# To do
Give the lines again exactly as they appear, beginning at the one with "of the hanging" and ending at the last line of the records.

——

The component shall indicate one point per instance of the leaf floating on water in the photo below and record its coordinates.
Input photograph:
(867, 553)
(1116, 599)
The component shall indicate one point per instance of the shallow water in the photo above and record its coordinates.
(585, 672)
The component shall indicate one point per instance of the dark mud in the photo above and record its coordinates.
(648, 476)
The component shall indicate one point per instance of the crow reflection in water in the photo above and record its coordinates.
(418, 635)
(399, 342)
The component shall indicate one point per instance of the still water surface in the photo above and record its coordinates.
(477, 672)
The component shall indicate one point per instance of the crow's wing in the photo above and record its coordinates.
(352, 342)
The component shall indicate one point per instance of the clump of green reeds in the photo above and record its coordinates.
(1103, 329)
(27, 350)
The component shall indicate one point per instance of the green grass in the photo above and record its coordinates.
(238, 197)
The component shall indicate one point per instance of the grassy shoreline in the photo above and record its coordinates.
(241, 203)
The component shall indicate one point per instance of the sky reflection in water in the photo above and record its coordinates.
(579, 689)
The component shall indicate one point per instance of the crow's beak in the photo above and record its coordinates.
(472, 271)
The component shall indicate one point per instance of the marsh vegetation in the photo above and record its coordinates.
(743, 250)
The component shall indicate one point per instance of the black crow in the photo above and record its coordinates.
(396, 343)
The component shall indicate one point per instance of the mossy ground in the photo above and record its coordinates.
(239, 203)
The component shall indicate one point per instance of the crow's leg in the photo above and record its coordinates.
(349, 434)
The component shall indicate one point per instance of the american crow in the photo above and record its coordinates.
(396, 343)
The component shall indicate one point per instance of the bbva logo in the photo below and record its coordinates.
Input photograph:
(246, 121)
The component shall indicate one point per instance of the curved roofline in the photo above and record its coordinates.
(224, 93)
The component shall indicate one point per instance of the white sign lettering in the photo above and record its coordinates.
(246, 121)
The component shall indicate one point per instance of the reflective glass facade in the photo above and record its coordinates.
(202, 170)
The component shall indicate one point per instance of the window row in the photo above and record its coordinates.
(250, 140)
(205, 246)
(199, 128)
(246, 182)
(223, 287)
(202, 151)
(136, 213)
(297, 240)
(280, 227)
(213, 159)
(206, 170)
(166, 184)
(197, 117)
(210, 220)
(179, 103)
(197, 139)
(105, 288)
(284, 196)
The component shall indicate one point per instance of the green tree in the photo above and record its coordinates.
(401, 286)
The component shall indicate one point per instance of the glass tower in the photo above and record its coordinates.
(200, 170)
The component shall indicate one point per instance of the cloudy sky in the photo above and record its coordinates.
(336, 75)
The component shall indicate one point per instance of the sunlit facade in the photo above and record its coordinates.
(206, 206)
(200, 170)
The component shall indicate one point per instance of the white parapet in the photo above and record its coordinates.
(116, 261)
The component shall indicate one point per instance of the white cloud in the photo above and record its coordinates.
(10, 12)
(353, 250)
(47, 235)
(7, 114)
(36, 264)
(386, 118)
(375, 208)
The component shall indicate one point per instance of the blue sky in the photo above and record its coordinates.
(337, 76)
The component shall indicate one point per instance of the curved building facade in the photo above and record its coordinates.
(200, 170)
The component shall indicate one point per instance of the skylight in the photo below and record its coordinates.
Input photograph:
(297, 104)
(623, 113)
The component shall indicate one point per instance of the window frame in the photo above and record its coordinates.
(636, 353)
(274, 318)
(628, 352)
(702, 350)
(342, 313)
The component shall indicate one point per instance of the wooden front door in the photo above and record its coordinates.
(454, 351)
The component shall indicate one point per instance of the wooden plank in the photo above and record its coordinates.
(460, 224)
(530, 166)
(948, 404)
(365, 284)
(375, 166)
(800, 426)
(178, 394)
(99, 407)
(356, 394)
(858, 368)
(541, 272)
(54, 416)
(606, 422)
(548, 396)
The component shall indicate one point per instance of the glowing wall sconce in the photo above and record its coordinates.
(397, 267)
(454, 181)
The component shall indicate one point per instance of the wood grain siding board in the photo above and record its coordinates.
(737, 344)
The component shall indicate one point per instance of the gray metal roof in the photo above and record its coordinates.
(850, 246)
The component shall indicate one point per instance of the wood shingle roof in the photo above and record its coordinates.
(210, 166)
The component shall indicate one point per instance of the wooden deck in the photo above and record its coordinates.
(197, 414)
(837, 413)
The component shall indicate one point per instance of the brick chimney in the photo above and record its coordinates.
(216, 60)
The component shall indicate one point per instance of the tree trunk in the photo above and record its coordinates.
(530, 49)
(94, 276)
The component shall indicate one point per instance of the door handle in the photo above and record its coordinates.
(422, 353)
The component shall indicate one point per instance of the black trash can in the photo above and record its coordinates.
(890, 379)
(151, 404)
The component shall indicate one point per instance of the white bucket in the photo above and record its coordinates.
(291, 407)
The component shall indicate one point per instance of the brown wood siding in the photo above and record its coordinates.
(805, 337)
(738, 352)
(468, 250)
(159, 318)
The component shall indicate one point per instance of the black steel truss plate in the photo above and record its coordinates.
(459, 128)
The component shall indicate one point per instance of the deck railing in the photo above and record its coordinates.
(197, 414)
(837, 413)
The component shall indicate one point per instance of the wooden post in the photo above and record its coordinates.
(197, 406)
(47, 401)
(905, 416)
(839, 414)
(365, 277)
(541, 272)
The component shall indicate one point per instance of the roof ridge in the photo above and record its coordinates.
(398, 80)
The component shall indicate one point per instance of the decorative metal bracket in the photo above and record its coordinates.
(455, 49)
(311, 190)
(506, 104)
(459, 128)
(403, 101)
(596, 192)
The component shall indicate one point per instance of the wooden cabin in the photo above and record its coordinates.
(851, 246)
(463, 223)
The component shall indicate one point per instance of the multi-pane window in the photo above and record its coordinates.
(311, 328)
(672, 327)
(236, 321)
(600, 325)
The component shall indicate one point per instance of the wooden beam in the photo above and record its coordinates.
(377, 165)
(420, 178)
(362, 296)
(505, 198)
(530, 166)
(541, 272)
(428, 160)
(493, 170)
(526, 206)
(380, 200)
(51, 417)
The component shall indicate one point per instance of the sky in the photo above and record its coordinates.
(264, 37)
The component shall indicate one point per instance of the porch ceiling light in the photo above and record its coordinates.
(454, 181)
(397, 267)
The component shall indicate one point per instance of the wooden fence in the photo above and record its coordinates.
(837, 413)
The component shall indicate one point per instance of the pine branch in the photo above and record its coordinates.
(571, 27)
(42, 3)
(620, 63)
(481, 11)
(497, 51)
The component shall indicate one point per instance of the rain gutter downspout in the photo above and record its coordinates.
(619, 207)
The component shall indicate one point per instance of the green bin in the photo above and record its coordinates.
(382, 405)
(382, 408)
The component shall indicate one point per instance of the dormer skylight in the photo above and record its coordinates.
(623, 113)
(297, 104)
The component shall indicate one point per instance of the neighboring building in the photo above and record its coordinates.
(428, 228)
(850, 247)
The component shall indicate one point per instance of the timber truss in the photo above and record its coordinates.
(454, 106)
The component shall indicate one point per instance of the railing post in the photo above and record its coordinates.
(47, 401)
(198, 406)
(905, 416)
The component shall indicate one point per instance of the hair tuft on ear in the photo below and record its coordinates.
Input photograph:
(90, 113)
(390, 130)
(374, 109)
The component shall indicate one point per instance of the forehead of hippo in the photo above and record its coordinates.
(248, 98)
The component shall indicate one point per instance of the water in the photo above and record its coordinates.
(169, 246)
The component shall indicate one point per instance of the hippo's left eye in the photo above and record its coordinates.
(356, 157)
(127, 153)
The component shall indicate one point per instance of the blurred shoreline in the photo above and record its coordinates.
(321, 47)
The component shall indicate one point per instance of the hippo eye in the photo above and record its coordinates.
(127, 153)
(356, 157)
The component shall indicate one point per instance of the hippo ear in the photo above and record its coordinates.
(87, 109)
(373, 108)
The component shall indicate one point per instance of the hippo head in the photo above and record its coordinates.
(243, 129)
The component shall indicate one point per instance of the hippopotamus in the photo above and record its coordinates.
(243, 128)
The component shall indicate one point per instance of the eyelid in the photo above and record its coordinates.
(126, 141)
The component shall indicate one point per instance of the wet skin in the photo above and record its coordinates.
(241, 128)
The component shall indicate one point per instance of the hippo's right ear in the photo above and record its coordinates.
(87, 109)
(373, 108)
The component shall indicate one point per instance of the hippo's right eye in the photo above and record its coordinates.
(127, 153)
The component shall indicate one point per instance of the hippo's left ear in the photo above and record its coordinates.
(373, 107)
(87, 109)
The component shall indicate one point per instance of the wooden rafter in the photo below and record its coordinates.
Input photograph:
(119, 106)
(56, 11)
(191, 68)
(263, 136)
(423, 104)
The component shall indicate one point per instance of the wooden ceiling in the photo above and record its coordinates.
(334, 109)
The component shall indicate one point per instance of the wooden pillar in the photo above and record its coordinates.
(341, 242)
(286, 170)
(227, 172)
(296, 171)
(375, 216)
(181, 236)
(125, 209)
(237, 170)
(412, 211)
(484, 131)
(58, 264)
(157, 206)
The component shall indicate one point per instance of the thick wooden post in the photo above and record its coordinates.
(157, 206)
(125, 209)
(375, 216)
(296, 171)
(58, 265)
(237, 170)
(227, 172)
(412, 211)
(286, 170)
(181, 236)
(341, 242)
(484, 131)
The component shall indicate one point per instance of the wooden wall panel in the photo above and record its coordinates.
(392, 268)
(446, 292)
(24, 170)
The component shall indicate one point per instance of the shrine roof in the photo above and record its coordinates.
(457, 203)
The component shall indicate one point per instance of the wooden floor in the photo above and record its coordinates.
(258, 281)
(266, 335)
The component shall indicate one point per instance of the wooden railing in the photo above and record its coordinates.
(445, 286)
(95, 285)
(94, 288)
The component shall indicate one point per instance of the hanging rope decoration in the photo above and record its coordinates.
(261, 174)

——

# Expected output
The component shall indicate one point per instance of the hanging rope decoration in the photo above and record its coordinates.
(261, 174)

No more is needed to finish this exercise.